Identify each line in the material below that contains the word "boat" and copy those lines.
-- start Record excerpts --
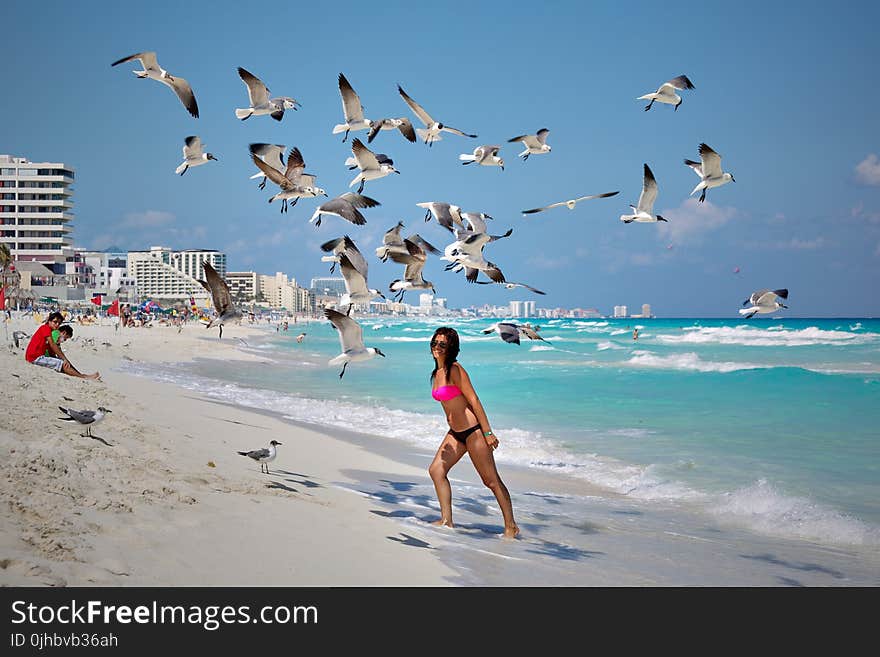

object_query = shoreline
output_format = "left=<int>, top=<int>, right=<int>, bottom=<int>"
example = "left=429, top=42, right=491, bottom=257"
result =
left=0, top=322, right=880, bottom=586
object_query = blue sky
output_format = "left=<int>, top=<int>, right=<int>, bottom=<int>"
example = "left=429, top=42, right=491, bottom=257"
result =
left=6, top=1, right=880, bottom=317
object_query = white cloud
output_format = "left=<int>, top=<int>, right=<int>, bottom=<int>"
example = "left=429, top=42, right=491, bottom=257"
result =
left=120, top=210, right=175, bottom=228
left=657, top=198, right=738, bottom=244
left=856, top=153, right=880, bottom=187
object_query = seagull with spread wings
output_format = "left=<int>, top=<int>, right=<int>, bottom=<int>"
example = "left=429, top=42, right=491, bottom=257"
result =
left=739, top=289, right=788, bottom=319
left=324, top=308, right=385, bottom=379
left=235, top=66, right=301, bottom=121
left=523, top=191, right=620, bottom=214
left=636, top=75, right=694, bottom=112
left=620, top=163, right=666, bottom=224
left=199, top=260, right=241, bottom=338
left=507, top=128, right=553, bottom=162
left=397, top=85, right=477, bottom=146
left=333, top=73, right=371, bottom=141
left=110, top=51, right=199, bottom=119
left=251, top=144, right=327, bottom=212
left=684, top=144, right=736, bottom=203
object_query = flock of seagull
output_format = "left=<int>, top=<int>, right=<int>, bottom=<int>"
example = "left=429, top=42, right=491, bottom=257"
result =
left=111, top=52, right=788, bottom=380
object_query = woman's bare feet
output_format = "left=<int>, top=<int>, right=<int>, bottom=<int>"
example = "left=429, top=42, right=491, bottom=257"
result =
-- end Record excerpts --
-- start Record excerpts --
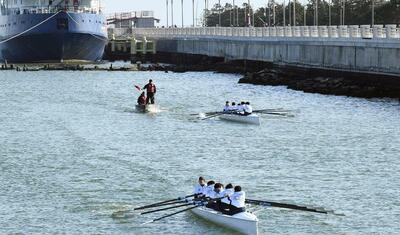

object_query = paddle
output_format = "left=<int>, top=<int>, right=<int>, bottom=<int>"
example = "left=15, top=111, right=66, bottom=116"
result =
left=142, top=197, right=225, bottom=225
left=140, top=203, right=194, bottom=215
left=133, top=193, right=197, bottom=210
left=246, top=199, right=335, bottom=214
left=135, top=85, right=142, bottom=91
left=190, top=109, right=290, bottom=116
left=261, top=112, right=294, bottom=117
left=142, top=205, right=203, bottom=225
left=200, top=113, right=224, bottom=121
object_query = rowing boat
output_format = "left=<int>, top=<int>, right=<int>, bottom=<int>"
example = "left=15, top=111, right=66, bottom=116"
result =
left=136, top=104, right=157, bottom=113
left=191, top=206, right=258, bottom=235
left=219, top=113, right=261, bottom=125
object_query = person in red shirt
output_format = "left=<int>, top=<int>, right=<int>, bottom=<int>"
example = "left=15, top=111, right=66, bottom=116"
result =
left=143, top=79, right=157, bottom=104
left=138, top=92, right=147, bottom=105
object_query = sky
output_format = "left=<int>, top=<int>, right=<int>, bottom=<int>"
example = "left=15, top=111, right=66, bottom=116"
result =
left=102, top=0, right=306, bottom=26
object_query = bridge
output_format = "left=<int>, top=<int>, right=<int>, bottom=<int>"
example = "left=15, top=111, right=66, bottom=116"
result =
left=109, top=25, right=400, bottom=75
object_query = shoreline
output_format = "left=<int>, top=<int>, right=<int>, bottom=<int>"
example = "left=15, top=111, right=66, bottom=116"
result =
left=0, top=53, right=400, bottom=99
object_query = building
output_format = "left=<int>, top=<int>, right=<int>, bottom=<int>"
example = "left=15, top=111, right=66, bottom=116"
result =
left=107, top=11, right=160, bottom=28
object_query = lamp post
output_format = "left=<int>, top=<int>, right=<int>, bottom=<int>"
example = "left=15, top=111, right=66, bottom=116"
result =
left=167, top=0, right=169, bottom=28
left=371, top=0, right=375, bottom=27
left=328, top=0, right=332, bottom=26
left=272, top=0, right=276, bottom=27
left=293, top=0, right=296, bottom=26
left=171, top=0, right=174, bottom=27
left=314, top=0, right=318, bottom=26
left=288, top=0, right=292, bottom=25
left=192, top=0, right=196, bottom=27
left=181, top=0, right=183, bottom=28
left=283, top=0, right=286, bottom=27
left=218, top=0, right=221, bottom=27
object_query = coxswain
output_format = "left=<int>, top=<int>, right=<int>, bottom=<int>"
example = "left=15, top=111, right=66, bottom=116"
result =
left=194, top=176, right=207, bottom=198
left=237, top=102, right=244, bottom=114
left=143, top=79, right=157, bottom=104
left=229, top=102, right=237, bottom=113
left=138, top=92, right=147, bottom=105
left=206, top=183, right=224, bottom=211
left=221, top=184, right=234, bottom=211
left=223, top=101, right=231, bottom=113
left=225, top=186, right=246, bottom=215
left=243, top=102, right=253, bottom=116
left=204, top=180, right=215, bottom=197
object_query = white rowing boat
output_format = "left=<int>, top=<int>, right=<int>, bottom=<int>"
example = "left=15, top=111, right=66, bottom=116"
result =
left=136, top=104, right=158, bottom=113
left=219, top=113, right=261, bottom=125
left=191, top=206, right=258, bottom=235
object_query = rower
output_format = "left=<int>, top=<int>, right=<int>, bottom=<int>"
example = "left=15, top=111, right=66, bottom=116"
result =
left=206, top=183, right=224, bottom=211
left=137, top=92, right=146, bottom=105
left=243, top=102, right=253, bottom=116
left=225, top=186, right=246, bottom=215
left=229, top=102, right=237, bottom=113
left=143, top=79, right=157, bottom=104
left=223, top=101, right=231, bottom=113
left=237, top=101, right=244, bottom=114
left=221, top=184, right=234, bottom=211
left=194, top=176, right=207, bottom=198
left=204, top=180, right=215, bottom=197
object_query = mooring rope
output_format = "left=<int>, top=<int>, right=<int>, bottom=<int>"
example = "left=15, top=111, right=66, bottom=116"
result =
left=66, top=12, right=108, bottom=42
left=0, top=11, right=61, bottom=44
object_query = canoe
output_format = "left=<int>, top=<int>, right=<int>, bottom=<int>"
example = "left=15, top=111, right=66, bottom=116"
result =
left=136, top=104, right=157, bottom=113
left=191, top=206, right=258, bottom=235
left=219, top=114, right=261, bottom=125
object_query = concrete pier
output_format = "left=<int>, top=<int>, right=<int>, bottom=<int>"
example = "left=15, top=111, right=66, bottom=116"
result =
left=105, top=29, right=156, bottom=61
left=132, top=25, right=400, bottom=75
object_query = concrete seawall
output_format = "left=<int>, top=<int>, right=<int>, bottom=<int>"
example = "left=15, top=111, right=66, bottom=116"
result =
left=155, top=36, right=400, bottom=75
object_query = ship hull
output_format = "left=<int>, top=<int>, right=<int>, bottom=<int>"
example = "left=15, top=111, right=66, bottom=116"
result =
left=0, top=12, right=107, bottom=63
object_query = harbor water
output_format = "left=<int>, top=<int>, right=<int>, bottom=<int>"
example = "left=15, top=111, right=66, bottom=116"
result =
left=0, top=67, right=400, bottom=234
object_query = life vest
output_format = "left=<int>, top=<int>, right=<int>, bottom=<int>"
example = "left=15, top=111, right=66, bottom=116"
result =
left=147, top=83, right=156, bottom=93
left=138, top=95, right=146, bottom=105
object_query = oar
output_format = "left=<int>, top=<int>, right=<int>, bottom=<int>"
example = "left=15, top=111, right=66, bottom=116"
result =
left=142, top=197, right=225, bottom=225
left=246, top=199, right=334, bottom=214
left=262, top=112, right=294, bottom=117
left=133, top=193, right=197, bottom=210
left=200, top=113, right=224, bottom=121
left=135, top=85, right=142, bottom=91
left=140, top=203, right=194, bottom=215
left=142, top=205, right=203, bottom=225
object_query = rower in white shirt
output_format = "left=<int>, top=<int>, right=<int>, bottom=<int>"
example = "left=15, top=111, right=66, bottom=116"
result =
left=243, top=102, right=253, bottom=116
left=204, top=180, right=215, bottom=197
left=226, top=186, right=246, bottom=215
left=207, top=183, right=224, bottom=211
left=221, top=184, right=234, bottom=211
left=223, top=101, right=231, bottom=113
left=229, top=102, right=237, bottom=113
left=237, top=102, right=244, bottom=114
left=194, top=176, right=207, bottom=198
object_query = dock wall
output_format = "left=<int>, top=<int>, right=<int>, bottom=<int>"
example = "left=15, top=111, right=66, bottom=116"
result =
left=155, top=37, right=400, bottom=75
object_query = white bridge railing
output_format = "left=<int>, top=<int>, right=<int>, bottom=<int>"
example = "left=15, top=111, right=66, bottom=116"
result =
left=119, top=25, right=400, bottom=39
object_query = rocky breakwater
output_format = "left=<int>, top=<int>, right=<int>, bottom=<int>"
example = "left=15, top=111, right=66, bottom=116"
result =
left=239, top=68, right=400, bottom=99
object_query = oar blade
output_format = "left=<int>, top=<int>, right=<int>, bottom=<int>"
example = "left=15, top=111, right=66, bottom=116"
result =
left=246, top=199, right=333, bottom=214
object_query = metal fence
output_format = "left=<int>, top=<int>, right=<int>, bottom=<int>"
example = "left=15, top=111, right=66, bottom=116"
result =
-- end Record excerpts --
§ **Result**
object_query = rowing boat
object_query = white rowing boat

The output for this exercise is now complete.